### Short task
Quote the records that follow in full and exactly; leave out the pictures.

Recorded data
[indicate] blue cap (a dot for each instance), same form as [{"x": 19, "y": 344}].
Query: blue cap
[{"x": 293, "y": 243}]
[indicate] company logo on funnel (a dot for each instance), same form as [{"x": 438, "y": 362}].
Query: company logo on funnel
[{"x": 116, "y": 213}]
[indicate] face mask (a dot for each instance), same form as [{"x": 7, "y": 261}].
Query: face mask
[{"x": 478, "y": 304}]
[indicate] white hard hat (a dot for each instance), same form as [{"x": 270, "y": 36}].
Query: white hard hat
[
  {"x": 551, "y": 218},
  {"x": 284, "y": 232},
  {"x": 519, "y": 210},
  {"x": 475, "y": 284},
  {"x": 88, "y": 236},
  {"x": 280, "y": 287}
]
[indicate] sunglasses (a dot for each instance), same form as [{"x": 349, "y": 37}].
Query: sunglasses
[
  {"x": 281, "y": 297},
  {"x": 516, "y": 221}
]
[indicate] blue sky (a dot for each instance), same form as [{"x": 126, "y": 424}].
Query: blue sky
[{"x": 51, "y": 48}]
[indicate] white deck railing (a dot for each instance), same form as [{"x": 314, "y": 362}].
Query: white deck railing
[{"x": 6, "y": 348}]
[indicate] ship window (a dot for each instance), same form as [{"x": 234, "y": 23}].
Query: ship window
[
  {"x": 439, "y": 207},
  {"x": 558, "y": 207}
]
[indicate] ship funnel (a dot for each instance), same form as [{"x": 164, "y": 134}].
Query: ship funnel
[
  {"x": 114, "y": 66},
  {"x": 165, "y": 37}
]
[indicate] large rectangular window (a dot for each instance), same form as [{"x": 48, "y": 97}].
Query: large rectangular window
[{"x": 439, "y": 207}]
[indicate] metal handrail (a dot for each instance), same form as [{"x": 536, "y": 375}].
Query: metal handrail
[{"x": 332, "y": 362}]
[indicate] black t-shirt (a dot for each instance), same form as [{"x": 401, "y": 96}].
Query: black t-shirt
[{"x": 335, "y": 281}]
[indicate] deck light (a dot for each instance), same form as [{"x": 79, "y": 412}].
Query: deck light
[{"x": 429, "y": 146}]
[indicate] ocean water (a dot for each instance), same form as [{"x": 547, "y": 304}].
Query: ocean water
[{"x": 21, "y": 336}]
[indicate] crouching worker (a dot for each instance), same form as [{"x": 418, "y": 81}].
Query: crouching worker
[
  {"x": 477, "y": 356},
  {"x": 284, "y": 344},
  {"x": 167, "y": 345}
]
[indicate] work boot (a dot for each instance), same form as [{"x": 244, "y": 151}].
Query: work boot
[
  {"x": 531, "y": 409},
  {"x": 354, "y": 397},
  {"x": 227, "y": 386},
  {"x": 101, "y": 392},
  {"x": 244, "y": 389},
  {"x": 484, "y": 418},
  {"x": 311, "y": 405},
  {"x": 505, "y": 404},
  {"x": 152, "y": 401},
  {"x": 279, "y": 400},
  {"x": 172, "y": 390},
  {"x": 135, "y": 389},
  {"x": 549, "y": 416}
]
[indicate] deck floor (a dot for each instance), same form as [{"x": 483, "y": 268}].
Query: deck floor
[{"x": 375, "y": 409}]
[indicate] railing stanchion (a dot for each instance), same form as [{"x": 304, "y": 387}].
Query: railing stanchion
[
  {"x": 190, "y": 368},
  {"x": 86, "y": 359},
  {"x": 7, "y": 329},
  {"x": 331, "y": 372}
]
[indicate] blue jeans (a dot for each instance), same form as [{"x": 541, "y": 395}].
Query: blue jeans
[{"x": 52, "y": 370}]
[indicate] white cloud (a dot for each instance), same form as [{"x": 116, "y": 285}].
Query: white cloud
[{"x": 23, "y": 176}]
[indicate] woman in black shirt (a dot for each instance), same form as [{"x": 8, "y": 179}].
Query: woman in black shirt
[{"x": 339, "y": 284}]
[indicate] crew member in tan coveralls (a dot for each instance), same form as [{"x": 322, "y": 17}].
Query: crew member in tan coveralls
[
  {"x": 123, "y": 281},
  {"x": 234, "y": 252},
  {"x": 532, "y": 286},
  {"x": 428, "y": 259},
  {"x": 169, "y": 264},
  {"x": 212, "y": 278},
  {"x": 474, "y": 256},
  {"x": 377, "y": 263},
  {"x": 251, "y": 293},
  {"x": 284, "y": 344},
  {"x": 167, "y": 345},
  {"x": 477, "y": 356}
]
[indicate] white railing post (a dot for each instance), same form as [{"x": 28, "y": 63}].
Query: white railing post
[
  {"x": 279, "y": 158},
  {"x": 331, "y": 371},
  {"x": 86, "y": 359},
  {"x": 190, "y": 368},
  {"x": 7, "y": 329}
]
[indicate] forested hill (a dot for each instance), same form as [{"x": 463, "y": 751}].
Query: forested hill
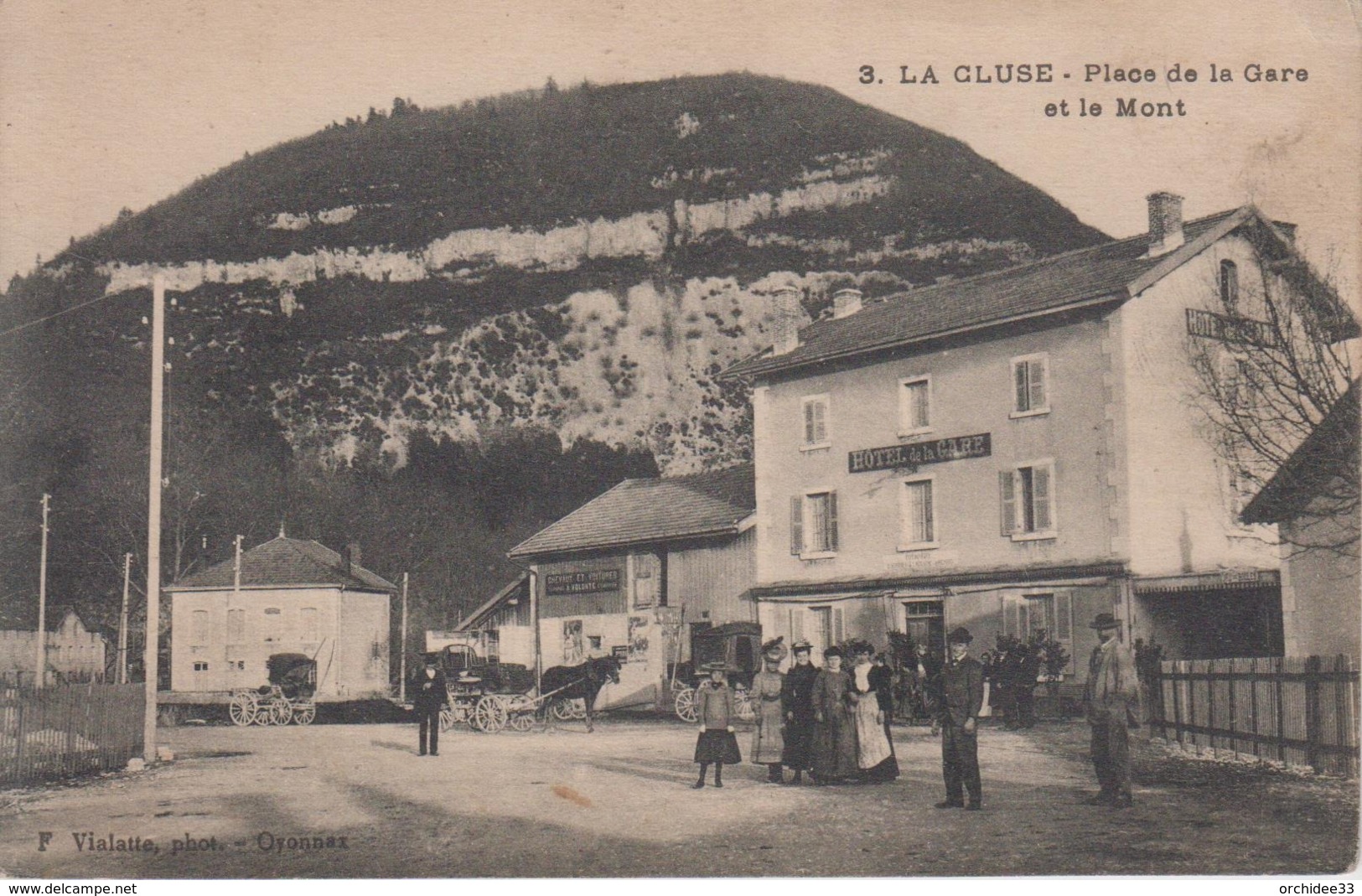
[{"x": 413, "y": 305}]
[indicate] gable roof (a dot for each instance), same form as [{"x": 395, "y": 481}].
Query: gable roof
[
  {"x": 647, "y": 511},
  {"x": 1327, "y": 453},
  {"x": 287, "y": 562},
  {"x": 1109, "y": 272},
  {"x": 507, "y": 594}
]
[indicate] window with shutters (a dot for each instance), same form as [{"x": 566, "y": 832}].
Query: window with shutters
[
  {"x": 1028, "y": 501},
  {"x": 199, "y": 628},
  {"x": 914, "y": 406},
  {"x": 1030, "y": 386},
  {"x": 236, "y": 627},
  {"x": 1230, "y": 285},
  {"x": 272, "y": 624},
  {"x": 815, "y": 424},
  {"x": 308, "y": 624},
  {"x": 813, "y": 525},
  {"x": 1031, "y": 613},
  {"x": 915, "y": 515}
]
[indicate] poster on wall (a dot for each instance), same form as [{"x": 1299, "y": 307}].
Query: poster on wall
[{"x": 573, "y": 647}]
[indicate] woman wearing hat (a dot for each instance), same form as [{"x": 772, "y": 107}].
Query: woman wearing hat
[
  {"x": 834, "y": 728},
  {"x": 797, "y": 703},
  {"x": 767, "y": 737},
  {"x": 869, "y": 714},
  {"x": 714, "y": 708}
]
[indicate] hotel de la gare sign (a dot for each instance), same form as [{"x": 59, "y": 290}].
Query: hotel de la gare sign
[{"x": 919, "y": 453}]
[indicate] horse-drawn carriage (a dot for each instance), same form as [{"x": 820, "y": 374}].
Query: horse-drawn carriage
[
  {"x": 287, "y": 697},
  {"x": 738, "y": 647},
  {"x": 492, "y": 696}
]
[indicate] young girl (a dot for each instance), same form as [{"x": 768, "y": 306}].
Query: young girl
[{"x": 714, "y": 708}]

### Right answer
[indicate] blue cap (a dot for each instance), same form as [{"x": 19, "y": 344}].
Query: blue cap
[{"x": 293, "y": 243}]
[indicate] company logo on funnel (a dot for each instance), same form as [{"x": 438, "y": 362}].
Query: company logo on funnel
[{"x": 116, "y": 213}]
[indicate] face mask (a dot for each instance), same form as [{"x": 7, "y": 261}].
Query: face mask
[{"x": 478, "y": 304}]
[indicate] white hard hat (a dot for each instance), same form as [{"x": 270, "y": 36}].
Query: white hard hat
[
  {"x": 551, "y": 218},
  {"x": 284, "y": 232},
  {"x": 519, "y": 210},
  {"x": 475, "y": 284},
  {"x": 88, "y": 236},
  {"x": 280, "y": 287}
]
[indicate] sunglasses (a dot for each instance), same form as [{"x": 349, "y": 37}].
Query: sunglasses
[
  {"x": 281, "y": 297},
  {"x": 516, "y": 221}
]
[indicate] blue sky (a dot for each instance), same form as [{"x": 126, "y": 424}].
Query: blue sky
[{"x": 51, "y": 48}]
[indicate] white deck railing (a dot for each instance), same form as [{"x": 314, "y": 362}].
Query: white deck railing
[{"x": 6, "y": 348}]
[indicate] ship window (a dot for each instance), same form as [{"x": 234, "y": 23}].
Query: ship window
[
  {"x": 439, "y": 207},
  {"x": 558, "y": 207}
]
[indicate] ship funnel (a dot for each instance), same form as [{"x": 164, "y": 134}].
Query: ship funnel
[
  {"x": 114, "y": 66},
  {"x": 165, "y": 37}
]
[indicate] large rectangular window (a dot for each instance), same form as [{"x": 48, "y": 97}].
Query: large rectangular window
[{"x": 439, "y": 207}]
[indicate] metal handrail (a dot for each instance), same form as [{"x": 536, "y": 375}].
Query: metal handrail
[{"x": 332, "y": 362}]
[indicate] black t-shirt (a dot for each instance), same form as [{"x": 401, "y": 96}].
Query: black t-shirt
[{"x": 335, "y": 281}]
[indicate] deck light (a dot for each instance), same form as [{"x": 79, "y": 412}].
Query: deck light
[{"x": 429, "y": 146}]
[indicate] ocean water (a dot for each instance), same form as [{"x": 547, "y": 304}].
Query: ocean water
[{"x": 21, "y": 336}]
[indicate] crouching worker (a dot for each instance), same form as [{"x": 418, "y": 81}].
Query: crouching worker
[
  {"x": 477, "y": 356},
  {"x": 284, "y": 344},
  {"x": 167, "y": 345}
]
[indicate] work boot (a dot for each instance), same form as [{"x": 244, "y": 151}].
Query: work boot
[
  {"x": 531, "y": 409},
  {"x": 354, "y": 397},
  {"x": 227, "y": 386},
  {"x": 101, "y": 392},
  {"x": 244, "y": 389},
  {"x": 484, "y": 418},
  {"x": 311, "y": 405},
  {"x": 505, "y": 404},
  {"x": 152, "y": 401},
  {"x": 279, "y": 400},
  {"x": 172, "y": 390},
  {"x": 135, "y": 389},
  {"x": 549, "y": 416}
]
[indicate] deck floor (a dot for each instance), same form as [{"x": 483, "y": 268}].
Query: deck floor
[{"x": 375, "y": 409}]
[indicate] railing stanchion (a dot for each instance), same form as [{"x": 304, "y": 387}].
Query: railing stanchion
[
  {"x": 190, "y": 368},
  {"x": 86, "y": 359},
  {"x": 7, "y": 329},
  {"x": 331, "y": 372}
]
[indicate] blue jeans (a dot for each instance), same form as [{"x": 541, "y": 395}].
Query: blue jeans
[{"x": 52, "y": 370}]
[indicate] white cloud (a dot for each instance), same form as [{"x": 116, "y": 285}].
Query: white cloud
[{"x": 23, "y": 176}]
[indicate] woman in black shirt (a dot for each instance), same form as [{"x": 8, "y": 179}].
Query: woman in black shirt
[{"x": 339, "y": 284}]
[indicate] crew member in tan coveralls (a dot for each instance), same form as [{"x": 322, "y": 17}].
Query: crew member in tan coveralls
[
  {"x": 123, "y": 281},
  {"x": 234, "y": 252},
  {"x": 532, "y": 286},
  {"x": 428, "y": 259},
  {"x": 169, "y": 264},
  {"x": 212, "y": 278},
  {"x": 474, "y": 256},
  {"x": 377, "y": 263},
  {"x": 251, "y": 293},
  {"x": 284, "y": 344},
  {"x": 167, "y": 345},
  {"x": 477, "y": 356}
]
[indicate] white railing post (a dot for each instance), same form as [{"x": 28, "y": 63}].
Query: white railing post
[
  {"x": 279, "y": 158},
  {"x": 331, "y": 371},
  {"x": 86, "y": 359},
  {"x": 190, "y": 368},
  {"x": 7, "y": 329}
]
[indicate] forested hill (a dot for each instance), same form as [{"x": 463, "y": 751}].
Query: forested hill
[{"x": 413, "y": 305}]
[indicate] gable roof (a dot for each instance), same form as [{"x": 395, "y": 481}].
Query: gable roof
[
  {"x": 647, "y": 511},
  {"x": 1327, "y": 453},
  {"x": 287, "y": 562},
  {"x": 1109, "y": 272},
  {"x": 507, "y": 594}
]
[indicate] window with shutters (a dot for each instance), same form as [{"x": 566, "y": 832}].
Query: window with shutters
[
  {"x": 1028, "y": 501},
  {"x": 199, "y": 628},
  {"x": 914, "y": 406},
  {"x": 1030, "y": 386},
  {"x": 236, "y": 627},
  {"x": 1230, "y": 285},
  {"x": 272, "y": 624},
  {"x": 815, "y": 424},
  {"x": 308, "y": 624},
  {"x": 813, "y": 525},
  {"x": 1031, "y": 613},
  {"x": 915, "y": 515}
]
[indicate] poster on wall (a dot for each instance), same form as [{"x": 1299, "y": 307}].
Query: poster on wall
[{"x": 573, "y": 647}]
[indicate] woman wearing hat (a dot for each instance), same form as [{"x": 772, "y": 107}].
Query: woman wearing hat
[
  {"x": 834, "y": 728},
  {"x": 797, "y": 703},
  {"x": 767, "y": 737},
  {"x": 869, "y": 714},
  {"x": 714, "y": 708}
]
[indicate] hotel de la gare sign (a dot for each instance), same form as [{"x": 59, "y": 290}].
Query: hotel de la gare sign
[{"x": 919, "y": 453}]
[indicate] horse-drawn carriage (a dot for each instance), same form as [{"x": 820, "y": 374}].
Query: horse-drawn carriage
[
  {"x": 287, "y": 697},
  {"x": 738, "y": 647},
  {"x": 492, "y": 696}
]
[indicate] young girl (a dot for each instance), same form as [{"x": 768, "y": 306}].
Query: young girl
[{"x": 714, "y": 708}]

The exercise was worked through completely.